TEXT -
___
ERC Advanced Grant awarded to EMBL Rome researcher
The prestigious recognition awarded to Cornelius Gross will support the project TERRITORY, which aims to understand the neural basis of territorial behaviors, with EUR 2.5 million for 5 years
Cornelius Gross, Interim Head of EMBL Rome, has been awarded an Advanced Grant from the European Research Council (ERC) for his project TERRITORY, aimed at investigating the neural basis of territorial aggression and fear.
Territorial behaviors are evolutionarily conserved instinctive reactions aimed at securing access to food, mates, and shelter. Territorial animals tend to attack other animals entering their territory and flee when attacked in another animal’s territory. While the brain structures that mediate such social aggression and avoidance have been intensively studied, it is not clear how territories can influence and modulate these behavioral responses.
Previous studies from the Gross group have revealed the presence of an evolutionarily conserved structure in the hypothalamus which receives sensory information about threat stimuli and triggers social aggression or avoidance. They also found in the same brain structure a set of ‘territory cells’ that encode a map of social space but only become active following social experience. They speculate that this region of the hypothalamus is involved in modulating the switch between aggression and avoidance based on the territorial context.
“We will now develop a semi-natural laboratory testing environment to monitor the dynamic acquisition of territories in mice over time and apply in vivo neural recording and manipulation methods,” said Cornelius Gross. “Our approach will provide a detailed insight into the mechanisms that underlie territory-based decision-making in the mammalian brain.” Dr. Gross was previously awarded an Advanced Grant from the ERC in 2013 to study social and predator fear circuits in the brain.
Deciphering the molecular mechanisms responsible for aggressive behaviors in mice will allow a better understanding of the neural circuits responsible for social fear and aggression in humans, who share the same hypothalamic structures. The research will also help identify new therapeutic avenues for managing the maladaptive aggression and fear symptoms common across mental illnesses.
___
EXERCISE DATA -
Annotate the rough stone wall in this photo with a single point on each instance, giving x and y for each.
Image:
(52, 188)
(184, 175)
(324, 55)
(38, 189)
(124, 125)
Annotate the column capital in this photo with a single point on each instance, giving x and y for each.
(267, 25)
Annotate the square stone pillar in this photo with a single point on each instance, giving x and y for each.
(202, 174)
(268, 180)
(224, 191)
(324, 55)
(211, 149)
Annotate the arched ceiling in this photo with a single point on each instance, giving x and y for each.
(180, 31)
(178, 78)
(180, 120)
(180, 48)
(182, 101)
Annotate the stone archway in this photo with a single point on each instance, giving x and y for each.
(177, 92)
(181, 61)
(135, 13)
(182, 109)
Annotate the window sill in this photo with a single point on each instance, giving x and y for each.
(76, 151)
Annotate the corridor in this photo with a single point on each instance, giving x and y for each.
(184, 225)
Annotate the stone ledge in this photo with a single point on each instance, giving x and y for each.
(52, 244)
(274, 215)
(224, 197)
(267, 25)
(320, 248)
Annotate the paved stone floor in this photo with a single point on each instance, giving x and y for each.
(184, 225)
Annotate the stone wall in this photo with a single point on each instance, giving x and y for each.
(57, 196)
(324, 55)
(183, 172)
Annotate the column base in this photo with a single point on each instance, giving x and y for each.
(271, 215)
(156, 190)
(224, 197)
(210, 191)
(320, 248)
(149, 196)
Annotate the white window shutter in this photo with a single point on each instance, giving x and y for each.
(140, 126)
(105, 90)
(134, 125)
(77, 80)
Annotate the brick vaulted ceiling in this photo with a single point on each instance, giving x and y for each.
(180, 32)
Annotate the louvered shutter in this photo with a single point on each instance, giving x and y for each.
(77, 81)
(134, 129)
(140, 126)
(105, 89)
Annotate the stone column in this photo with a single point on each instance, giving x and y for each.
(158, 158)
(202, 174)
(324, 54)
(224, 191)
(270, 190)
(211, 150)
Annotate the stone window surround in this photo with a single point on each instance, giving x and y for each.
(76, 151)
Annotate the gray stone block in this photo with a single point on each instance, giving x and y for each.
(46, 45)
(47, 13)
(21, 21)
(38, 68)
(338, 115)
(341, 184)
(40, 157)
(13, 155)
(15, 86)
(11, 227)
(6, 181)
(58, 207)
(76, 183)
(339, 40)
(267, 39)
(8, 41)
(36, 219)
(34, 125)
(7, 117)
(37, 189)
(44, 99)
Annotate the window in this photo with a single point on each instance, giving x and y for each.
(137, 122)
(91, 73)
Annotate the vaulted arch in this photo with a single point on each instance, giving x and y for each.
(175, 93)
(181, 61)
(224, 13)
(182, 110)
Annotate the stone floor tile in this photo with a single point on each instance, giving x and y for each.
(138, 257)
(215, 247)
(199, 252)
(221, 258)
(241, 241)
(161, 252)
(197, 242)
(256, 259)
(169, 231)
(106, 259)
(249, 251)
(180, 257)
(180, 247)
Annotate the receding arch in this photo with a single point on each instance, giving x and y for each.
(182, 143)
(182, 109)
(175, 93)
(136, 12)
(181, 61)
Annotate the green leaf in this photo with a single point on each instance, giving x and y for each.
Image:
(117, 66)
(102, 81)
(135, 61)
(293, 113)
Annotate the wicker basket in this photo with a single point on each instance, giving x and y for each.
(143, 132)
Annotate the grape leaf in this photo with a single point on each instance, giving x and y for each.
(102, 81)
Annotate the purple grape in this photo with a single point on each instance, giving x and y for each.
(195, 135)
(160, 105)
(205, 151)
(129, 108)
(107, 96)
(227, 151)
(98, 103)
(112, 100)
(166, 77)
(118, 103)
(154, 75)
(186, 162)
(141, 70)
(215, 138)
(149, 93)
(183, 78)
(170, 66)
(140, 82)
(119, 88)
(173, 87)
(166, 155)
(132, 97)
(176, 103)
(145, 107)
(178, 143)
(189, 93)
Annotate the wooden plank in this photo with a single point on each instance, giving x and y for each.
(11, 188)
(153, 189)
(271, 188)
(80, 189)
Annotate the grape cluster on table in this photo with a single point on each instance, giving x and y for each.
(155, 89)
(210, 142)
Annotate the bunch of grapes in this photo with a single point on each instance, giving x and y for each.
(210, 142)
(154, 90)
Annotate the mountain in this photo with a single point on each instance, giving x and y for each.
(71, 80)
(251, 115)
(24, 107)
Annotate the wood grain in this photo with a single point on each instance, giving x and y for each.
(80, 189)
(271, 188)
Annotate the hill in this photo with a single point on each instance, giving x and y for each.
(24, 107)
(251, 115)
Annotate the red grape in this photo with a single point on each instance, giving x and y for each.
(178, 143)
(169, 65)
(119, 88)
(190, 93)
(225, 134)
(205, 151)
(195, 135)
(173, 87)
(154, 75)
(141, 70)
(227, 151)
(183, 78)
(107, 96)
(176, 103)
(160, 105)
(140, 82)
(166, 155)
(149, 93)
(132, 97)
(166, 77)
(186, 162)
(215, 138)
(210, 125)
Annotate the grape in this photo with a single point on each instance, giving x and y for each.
___
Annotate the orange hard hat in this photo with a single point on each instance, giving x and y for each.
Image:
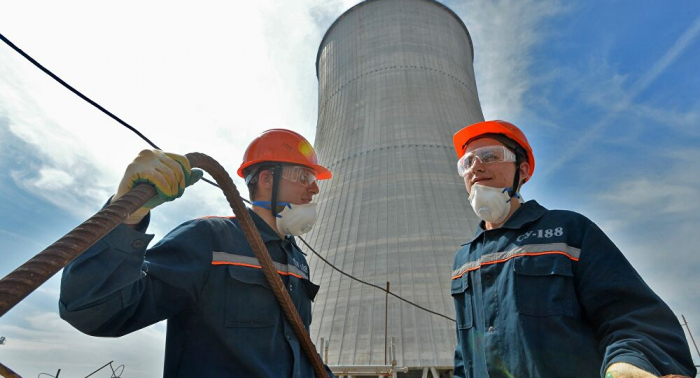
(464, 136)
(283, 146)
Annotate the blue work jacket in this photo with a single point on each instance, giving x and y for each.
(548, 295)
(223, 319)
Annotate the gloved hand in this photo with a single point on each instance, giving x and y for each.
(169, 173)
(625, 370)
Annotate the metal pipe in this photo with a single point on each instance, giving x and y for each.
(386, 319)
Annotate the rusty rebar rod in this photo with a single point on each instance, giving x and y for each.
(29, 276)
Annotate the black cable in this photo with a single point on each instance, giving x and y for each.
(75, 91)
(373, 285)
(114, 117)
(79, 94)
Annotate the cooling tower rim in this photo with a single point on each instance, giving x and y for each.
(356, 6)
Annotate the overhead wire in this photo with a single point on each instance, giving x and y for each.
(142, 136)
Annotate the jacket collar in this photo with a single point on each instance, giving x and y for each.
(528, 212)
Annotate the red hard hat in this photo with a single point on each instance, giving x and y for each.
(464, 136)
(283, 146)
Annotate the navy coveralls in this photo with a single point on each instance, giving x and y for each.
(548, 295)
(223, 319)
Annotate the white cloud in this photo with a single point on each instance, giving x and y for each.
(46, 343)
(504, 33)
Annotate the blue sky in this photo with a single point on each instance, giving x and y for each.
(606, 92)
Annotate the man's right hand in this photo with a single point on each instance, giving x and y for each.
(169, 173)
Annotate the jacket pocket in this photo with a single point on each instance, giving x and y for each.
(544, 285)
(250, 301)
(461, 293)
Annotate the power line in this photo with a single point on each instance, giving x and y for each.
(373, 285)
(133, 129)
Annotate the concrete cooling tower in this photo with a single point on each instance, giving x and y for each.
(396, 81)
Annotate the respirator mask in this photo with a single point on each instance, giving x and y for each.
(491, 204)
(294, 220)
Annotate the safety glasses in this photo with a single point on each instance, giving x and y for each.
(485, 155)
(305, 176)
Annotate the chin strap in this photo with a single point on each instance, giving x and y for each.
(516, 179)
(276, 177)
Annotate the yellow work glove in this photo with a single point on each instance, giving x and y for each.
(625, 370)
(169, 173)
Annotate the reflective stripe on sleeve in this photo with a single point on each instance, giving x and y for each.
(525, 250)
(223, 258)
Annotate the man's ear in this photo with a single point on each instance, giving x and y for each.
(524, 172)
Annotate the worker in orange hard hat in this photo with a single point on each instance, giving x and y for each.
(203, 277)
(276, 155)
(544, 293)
___
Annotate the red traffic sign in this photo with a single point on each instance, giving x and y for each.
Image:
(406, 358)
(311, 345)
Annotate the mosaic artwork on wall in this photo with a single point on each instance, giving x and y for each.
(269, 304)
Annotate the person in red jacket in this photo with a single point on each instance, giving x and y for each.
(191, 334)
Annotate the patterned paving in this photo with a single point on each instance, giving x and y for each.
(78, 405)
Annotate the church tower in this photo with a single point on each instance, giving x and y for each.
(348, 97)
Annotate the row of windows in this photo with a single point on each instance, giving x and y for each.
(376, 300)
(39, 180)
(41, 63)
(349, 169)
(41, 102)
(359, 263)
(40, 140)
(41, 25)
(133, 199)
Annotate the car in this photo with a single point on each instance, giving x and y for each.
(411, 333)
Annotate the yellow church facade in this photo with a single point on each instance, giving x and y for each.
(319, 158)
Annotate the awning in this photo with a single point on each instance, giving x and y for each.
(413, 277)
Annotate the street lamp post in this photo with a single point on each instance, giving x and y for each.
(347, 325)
___
REQUIREMENT - Rewrite the grant announcement, starting at "Territorial behaviors are" and ending after "these behavioral responses.", with "shelter" changed to "nesting sites".

COMPLETED TASK -
Territorial behaviors are evolutionarily conserved instinctive reactions aimed at securing access to food, mates, and nesting sites. Territorial animals tend to attack other animals entering their territory and flee when attacked in another animal’s territory. While the brain structures that mediate such social aggression and avoidance have been intensively studied, it is not clear how territories can influence and modulate these behavioral responses.